→ 分析用テキスト

第4回 バイオ株を読み解く【市場のテーマを再訪する。アナリストが読み解くテーマの本質】

マネックスメール編集部企画の特集コラムをお届けします。

第4回 バイオ株を読み解く【市場のテーマを再訪する。アナリストが読み解くテーマの本質】

みなさん、こんにちは。『今どき、株で儲けるヤツは、「業種別投資法」を使っている』著者の長谷部翔太郎です。株式市場は先々週の日経平均急落以降、かなり荒っぽい展開となっています。それまでの過熱感の反動が噴出してきた印象ですが、相場が息の長いものとなるためにはこういった調整は不可欠だったとも考えます。同時に、株式に投資するスタンスとして、全員が強気の時こそ売りを、全員が弱気の時こそ買いを、冷静に考えなければいけないという鉄則を再確認することにもなりました。「もうはまだなり、まだはもうなり」ですね。

さて、4月より「テーマを読み解く」と衣替えした本コラムですが、4回目となる今回は、「バイオ」を取り上げてみたいと思います。このテーマは4~5月にも書こうと思っていたのですが、株価の上昇があまりにも速く、書くタイミングを掴めずにおりました。現在はようやく株価も落ち着いてきたことから、このテーマを振り返ってみるよい機会ではないか、と考えました。

→ 提供資料
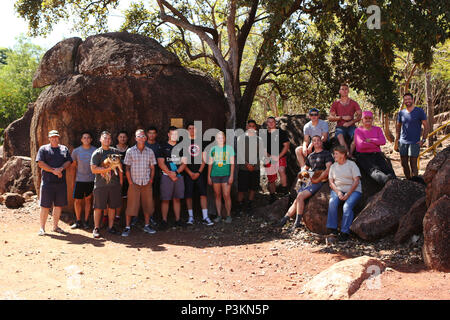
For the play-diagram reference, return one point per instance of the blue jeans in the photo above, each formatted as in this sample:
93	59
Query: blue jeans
347	217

→ 作業内容
- 1) 分析用テキストでかぎかっこ「」に囲まれている語句をすべて挙げよ。
- 2) 分析用テキストによると、このテーマを4~5月に書けなかったのはなぜか、答えてください。
- 3) 分析用テキストのうち、「みなさん、こんにちは。『今ど」を含む語句で始まり「会ではないか、と考えました。」で終わる部分を、そのまま繰り返せ。

→ 想定解答
- 1)
業種別投資法
もうはまだなり、まだはもうなり
テーマを読み解く
バイオ

- 2) 株価の上昇があまりにも速く、書くタイミングを掴めなかったため。

- 3)
みなさん、こんにちは。『今どき、株で儲けるヤツは、「業種別投資法」を使っている』著者の長谷部翔太郎です。株式市場は先々週の日経平均急落以降、かなり荒っぽい展開となっています。それまでの過熱感の反動が噴出してきた印象ですが、相場が息の長いものとなるためにはこういった調整は不可欠だったとも考えます。同時に、株式に投資するスタンスとして、全員が強気の時こそ売りを、全員が弱気の時こそ買いを、冷静に考えなければいけないという鉄則を再確認することにもなりました。「もうはまだなり、まだはもうなり」ですね。

さて、4月より「テーマを読み解く」と衣替えした本コラムですが、4回目となる今回は、「バイオ」を取り上げてみたいと思います。このテーマは4~5月にも書こうと思っていたのですが、株価の上昇があまりにも速く、書くタイミングを掴めずにおりました。現在はようやく株価も落ち着いてきたことから、このテーマを振り返ってみるよい機会ではないか、と考えました。